--- Work request ---
An identical copy of all records below is to be written out.

--- Phrase grounding data ---

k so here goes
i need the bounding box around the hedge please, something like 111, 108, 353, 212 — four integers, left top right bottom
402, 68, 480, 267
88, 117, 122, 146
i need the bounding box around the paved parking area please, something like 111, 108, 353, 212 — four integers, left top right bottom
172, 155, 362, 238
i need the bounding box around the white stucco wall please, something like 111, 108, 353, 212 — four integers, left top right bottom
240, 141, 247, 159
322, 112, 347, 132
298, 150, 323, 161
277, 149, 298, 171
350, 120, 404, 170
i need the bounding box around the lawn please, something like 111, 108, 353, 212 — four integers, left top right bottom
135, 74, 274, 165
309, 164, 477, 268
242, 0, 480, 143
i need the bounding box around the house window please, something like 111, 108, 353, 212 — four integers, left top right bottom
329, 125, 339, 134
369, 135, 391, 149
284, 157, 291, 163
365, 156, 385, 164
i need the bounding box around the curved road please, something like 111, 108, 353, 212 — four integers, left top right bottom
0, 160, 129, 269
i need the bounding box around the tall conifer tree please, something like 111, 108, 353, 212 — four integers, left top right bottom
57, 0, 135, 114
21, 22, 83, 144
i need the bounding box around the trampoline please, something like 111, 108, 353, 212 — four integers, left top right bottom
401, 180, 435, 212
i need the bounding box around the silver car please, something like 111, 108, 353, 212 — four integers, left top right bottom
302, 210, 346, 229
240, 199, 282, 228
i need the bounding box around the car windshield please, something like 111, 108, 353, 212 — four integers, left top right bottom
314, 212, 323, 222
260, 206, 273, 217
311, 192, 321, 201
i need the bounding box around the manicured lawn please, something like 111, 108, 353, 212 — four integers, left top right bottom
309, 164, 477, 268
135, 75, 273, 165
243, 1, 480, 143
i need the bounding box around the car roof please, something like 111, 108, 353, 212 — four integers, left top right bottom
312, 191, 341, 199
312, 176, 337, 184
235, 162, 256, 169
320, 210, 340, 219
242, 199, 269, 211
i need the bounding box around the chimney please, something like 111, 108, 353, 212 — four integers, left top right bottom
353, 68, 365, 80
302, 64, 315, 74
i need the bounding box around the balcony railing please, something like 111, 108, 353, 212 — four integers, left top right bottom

--- Answer to this exercise ---
k so here goes
i need the bounding box around the hedge please, something like 111, 108, 353, 212 — four integers, left top right bottom
402, 68, 480, 267
88, 117, 122, 146
i need the bounding box around the paved parking area please, something like 111, 108, 353, 212 — four integers, left top right bottom
172, 155, 362, 238
i need the bounding box around the white stucco wall please, something like 111, 108, 353, 212 — four integers, left top right bottom
240, 141, 247, 159
322, 112, 347, 132
298, 150, 323, 161
277, 149, 298, 171
350, 120, 404, 170
i need the bounding box around the lawn please, something like 111, 108, 353, 212 — four integers, left top right bottom
135, 74, 274, 165
309, 164, 477, 268
242, 0, 480, 143
i need the bounding box around the house window please, something like 111, 108, 353, 212 — four integers, left top right bottom
329, 125, 339, 134
369, 135, 391, 149
284, 157, 291, 163
365, 156, 385, 164
i need the bounding box around the curved road please, something like 111, 108, 353, 212 — four integers, left top right bottom
0, 160, 129, 269
i need the bounding box around the tall conifer tree please, something like 111, 108, 353, 212 — four integers, left top right bottom
57, 0, 135, 114
21, 22, 83, 144
i need the bounding box around the trampoline please, something like 111, 108, 353, 212 — four integers, left top right bottom
401, 180, 435, 212
i need the bounding box around the silver car please, something like 111, 108, 353, 212 — four integers, left top right bottom
302, 210, 346, 229
240, 199, 282, 228
i need the bounding box around the car windshield please, something like 111, 108, 353, 212 — four integers, left top right bottom
314, 212, 323, 222
260, 206, 273, 217
311, 192, 321, 201
i need the bounding box around the manicured lawn please, something like 111, 108, 353, 212 — four integers, left top right bottom
309, 164, 477, 268
135, 75, 273, 165
243, 1, 480, 143
i need the bounding box around the car roof please, something like 111, 108, 353, 212 — four integers, left top right bottom
312, 191, 341, 199
312, 176, 337, 184
235, 162, 256, 169
320, 210, 340, 219
242, 199, 269, 211
i need the bounding box around the chimney please, something like 111, 108, 353, 212 — four integers, left top right bottom
353, 68, 365, 80
302, 64, 315, 74
i need the bounding box around the balcony railing please, something like 111, 108, 353, 212 — four integers, left top right bottom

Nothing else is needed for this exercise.